** START SOURCE DOCUMENT **
CCD Recommendations to the Senate for WIA/Rehabilitation Act Reauthorization
June 20, 2003
June 30, 2003
The Honorable Michael Enzi The Honorable Patty Murray
Chairman Ranking Member
Employment, Safety and Training Subcommittee Employment, Safety and Training Subcommittee
Committee on Health, Education, Labor & Pensions Committee on Health, Education, Labor & Pensions
SH-607 Hart Senate Office Building SH-801 Hart Senate Office Building
Washington, DC 20510 Washington, DC 20510
Dear Chairman Enzi and Senator Murray:
Recommendations for the Reauthorization of the Workforce Investment Act of 1998, including the Rehabilitation Act of 1973, as Amended
The Consortium for Citizens with Disabilities (CCD) is a coalition of national disability organizations and advocates for national public policy that ensures the self determination, independence, empowerment, integration and inclusion of children and adults with disabilities in all aspects of society. The Employment and Training Task Force is a smaller group within the coalition that addresses Federal disability employment issues, working to secure national public policy that indeed advances self-determination, independence, empowerment, integration and inclusion in employment for individuals with disabilities.
As President Bush has noted, the unemployment rate for working-age adults with disabilities hovers at around 70 %. Further, those individuals with disabilities that can find jobs are more likely to have less job experience and are more likely to have lower incomes than individuals without disabilities. Accordingly, reauthorization of the Workforce Investment Act of 1998 (WIA) presents a crucial opportunity to improve employment outcomes for individuals with disabilities. On behalf of the member organizations of the CCD Employment and Training Task Force, we offer specific recommendations relative to the reauthorization of WIA, which includes the reauthorization of the Rehabilitation Act of 1973, as amended. We hope this document will be useful as you prepare for the WIA reauthorization.
INCREASE ACCESS AND IMPROVE SERVICES FOR INDIVIDUALS WITH DISABILITIES AT ONE-STOP CENTERS
CCD contends that the WIA one-stops can play a critical role in helping individuals with disabilities find and retain employment. There are a number of ways to ensure meaningful participation of individuals with disabilities in the services and programs available at the one-stop centers, and accordingly, we make the following recommendations, with proposed language in italics.
Ensure Physical and Programmatic Access
Sec. 101 Definitions
Amend (8) by adding new (D) as follows:
(8) Customized Training-The term "customized training" means training-
. . .
(D) for which the employer provides reasonable accommodations for individuals with disabilities, as needed.
Add new (35) to read as follows, and renumber accordingly:
(35) Programmatic access-The term "programmatic access" means access, including appropriate and individualized participant accommodations, to core services, intensive services, and training services as described in section 134(d), and electronic and information technology available through the one-stop delivery system.
** END SOURCE DOCUMENT **
** START RECORD SET **
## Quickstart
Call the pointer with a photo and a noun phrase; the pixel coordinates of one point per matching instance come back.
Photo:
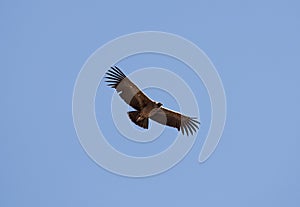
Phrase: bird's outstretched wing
(174, 119)
(128, 91)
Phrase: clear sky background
(255, 48)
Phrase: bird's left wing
(174, 119)
(128, 91)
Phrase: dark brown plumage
(145, 107)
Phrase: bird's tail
(134, 116)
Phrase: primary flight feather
(145, 107)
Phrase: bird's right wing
(128, 91)
(174, 119)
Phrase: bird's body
(145, 107)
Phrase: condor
(145, 107)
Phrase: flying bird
(145, 107)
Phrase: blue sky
(254, 45)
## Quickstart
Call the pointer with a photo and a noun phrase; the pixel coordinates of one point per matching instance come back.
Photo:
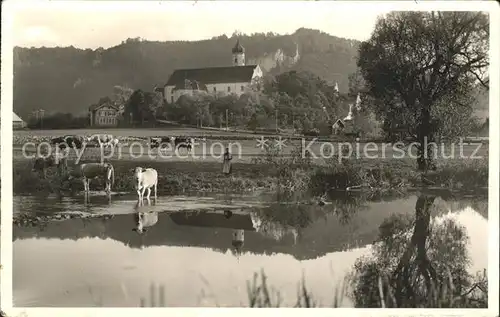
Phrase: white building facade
(236, 79)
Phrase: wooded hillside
(69, 80)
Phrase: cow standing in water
(145, 178)
(89, 171)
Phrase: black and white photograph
(302, 154)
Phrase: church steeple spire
(238, 54)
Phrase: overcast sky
(107, 24)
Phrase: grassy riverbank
(271, 173)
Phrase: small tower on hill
(238, 54)
(238, 241)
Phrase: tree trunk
(425, 137)
(402, 274)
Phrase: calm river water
(102, 261)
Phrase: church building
(236, 79)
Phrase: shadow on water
(221, 247)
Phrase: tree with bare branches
(423, 63)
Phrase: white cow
(145, 220)
(146, 178)
(88, 171)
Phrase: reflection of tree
(414, 268)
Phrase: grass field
(142, 132)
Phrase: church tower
(238, 54)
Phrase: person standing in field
(226, 165)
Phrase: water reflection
(144, 217)
(417, 262)
(217, 249)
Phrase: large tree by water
(417, 263)
(420, 65)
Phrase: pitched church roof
(15, 118)
(213, 75)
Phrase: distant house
(104, 115)
(17, 122)
(338, 126)
(235, 79)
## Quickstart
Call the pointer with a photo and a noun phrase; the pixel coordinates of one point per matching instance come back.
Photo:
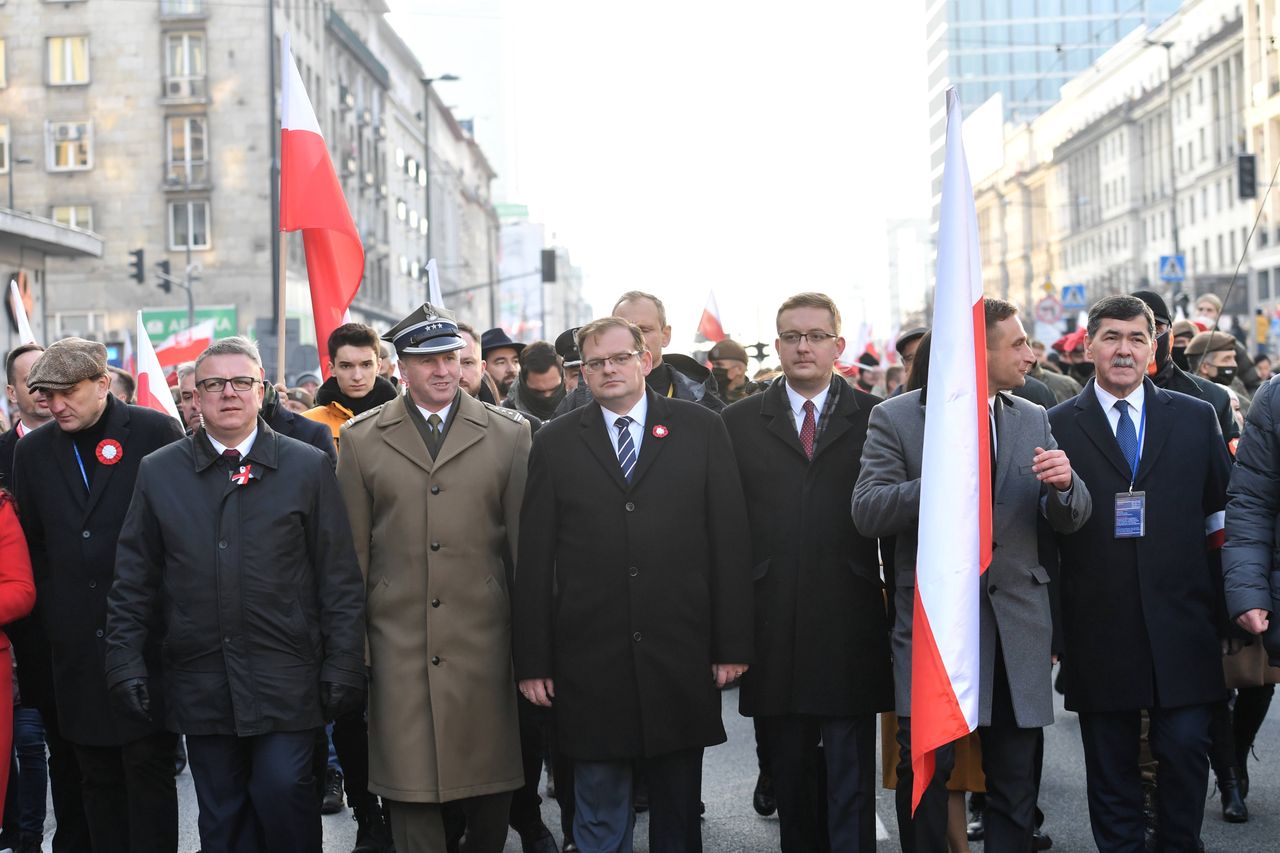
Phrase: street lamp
(426, 151)
(13, 163)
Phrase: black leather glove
(339, 699)
(133, 698)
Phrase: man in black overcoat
(1142, 585)
(632, 596)
(73, 483)
(822, 660)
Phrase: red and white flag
(708, 325)
(152, 389)
(183, 345)
(311, 201)
(955, 482)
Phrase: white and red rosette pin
(109, 451)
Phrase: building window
(69, 146)
(188, 224)
(68, 60)
(184, 64)
(188, 159)
(73, 217)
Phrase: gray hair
(232, 346)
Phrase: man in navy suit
(1142, 583)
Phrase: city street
(732, 825)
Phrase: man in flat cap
(73, 483)
(433, 483)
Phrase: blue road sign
(1173, 268)
(1073, 297)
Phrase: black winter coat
(821, 630)
(626, 594)
(261, 594)
(72, 537)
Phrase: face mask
(1224, 375)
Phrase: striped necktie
(626, 447)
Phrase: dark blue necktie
(626, 447)
(1127, 436)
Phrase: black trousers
(131, 801)
(840, 775)
(256, 793)
(1180, 742)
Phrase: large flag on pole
(311, 201)
(955, 482)
(152, 389)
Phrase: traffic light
(138, 267)
(1247, 176)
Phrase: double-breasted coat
(1142, 619)
(627, 593)
(1014, 591)
(72, 533)
(432, 537)
(821, 633)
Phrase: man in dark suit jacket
(73, 482)
(1032, 478)
(632, 597)
(1142, 597)
(822, 664)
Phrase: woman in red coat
(17, 598)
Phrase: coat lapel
(400, 432)
(118, 428)
(659, 413)
(1093, 423)
(467, 428)
(592, 427)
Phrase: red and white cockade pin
(109, 451)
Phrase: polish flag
(955, 482)
(183, 346)
(152, 389)
(709, 328)
(311, 201)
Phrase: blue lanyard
(1137, 461)
(81, 463)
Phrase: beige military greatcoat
(432, 537)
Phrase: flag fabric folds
(152, 389)
(955, 482)
(311, 201)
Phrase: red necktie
(808, 429)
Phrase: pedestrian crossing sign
(1173, 268)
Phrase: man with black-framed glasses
(237, 553)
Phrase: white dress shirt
(638, 415)
(798, 402)
(243, 447)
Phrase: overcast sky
(754, 149)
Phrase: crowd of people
(462, 561)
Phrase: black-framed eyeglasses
(814, 338)
(620, 360)
(216, 384)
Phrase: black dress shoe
(763, 799)
(1234, 811)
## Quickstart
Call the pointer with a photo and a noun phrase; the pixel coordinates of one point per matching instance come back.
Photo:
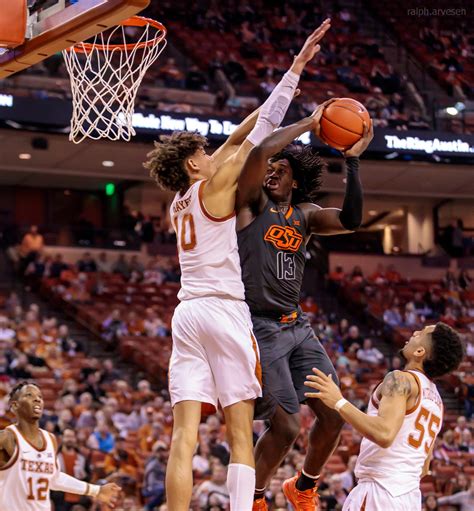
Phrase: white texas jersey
(25, 479)
(207, 246)
(398, 468)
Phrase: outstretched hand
(360, 146)
(329, 393)
(310, 47)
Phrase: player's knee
(288, 429)
(184, 439)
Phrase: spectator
(7, 334)
(86, 264)
(393, 317)
(121, 463)
(31, 246)
(103, 264)
(153, 326)
(464, 500)
(195, 79)
(134, 324)
(113, 328)
(57, 266)
(172, 75)
(68, 345)
(431, 503)
(354, 340)
(121, 266)
(102, 438)
(370, 354)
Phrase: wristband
(92, 490)
(340, 404)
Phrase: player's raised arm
(328, 221)
(254, 169)
(397, 388)
(258, 127)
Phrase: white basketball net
(105, 80)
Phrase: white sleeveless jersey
(398, 468)
(25, 479)
(207, 246)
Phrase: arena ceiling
(68, 165)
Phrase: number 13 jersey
(273, 254)
(207, 247)
(398, 468)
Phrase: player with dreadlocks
(28, 464)
(274, 224)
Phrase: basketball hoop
(105, 76)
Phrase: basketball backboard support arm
(77, 22)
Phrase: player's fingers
(314, 395)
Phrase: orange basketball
(342, 123)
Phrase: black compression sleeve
(351, 213)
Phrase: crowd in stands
(112, 428)
(239, 49)
(444, 44)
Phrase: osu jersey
(272, 253)
(25, 479)
(207, 248)
(398, 468)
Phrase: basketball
(342, 123)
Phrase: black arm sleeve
(351, 213)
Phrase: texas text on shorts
(274, 224)
(215, 357)
(403, 419)
(28, 464)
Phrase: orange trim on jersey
(204, 210)
(258, 367)
(420, 392)
(45, 442)
(15, 455)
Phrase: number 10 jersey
(207, 248)
(398, 468)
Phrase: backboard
(54, 25)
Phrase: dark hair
(307, 170)
(447, 351)
(13, 396)
(166, 161)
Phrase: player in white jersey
(28, 465)
(214, 356)
(402, 422)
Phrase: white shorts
(370, 496)
(215, 356)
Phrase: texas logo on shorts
(284, 238)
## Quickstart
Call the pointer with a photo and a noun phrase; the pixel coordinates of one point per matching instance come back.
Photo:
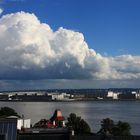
** END RECORD SET **
| AIM OF THE EXERCISE |
Pick up the letter on reauthorizing the Workforce Investment Act where it stops and continue it.

| REPLY TO THE EXERCISE |
Sec. 111 State Workforce Investment Boards
Amend section 111 by adding new (d)(10):
(d) Functions.-The State Board shall assist the Governor in-
(10) increasing the availability of skills training, employment opportunities, and career advancement for people with disabilities.
Sec. 112 State Plan
Amend section 112 by adding new (b)(15) and (16) to read as follows, and renumber accordingly:
(b) Contents.-The State plan shall include-
(15) a description of the procedures that will be taken by the State to assure that individuals with disabilities have physical and programmatic access to the statewide workforce investment system;
(16) a description of how the State will increase the capacity of the statewide workforce investment system to serve people with disabilities; including the provision of outreach, intake, assessments, and service delivery, the development of performance measures, and the training of staff;
Sec. 117 Local Workforce Investment Boards
Amend section 117 by adding new (d)(2)(E):
(d) Functions of Local Board-
(2) Selection of Operators and Providers-
(E) Consumer Choice Requirements.-Consistent with section 134(d)(3) and (d)(4), the local board shall ensure there are a sufficient number and variety of eligible providers of intensive services and training services in the local area in a manner that maximizes consumer choice, including providers with expertise in assisting individuals with disabilities.
Sec. 118 Local Plan
Amend section 118 by adding new (b)(7), and renumber accordingly:
(b) Contents-The local plan shall include-
(7) a description of how the local board will work with eligible employment and training providers in the local area to ensure that programs and services are physically and programmatically accessible to individuals with disabilities;
Sec. 121 Establishment of One-Stop Delivery Systems
Amend section 121(d)(2) by adding a new subparagraph (C) as follows:
(d) One-Stop Operators.-
(2) Eligibility.-To be eligible to receive funds made available under this subtitle to operate a one-stop center referred to in section 134(c), an entity (which may be a consortium of entities)-
(C) shall certify to the local board that its facilities, technology, and services are physically and programmatically accessible to individuals with disabilities.
Sec. 134 Use of Funds
Amend section 134 by adding new (a)(3)(A)(viii) as follows:
(viii) implementing innovative programs serving individuals with disabilities consistent with section 188.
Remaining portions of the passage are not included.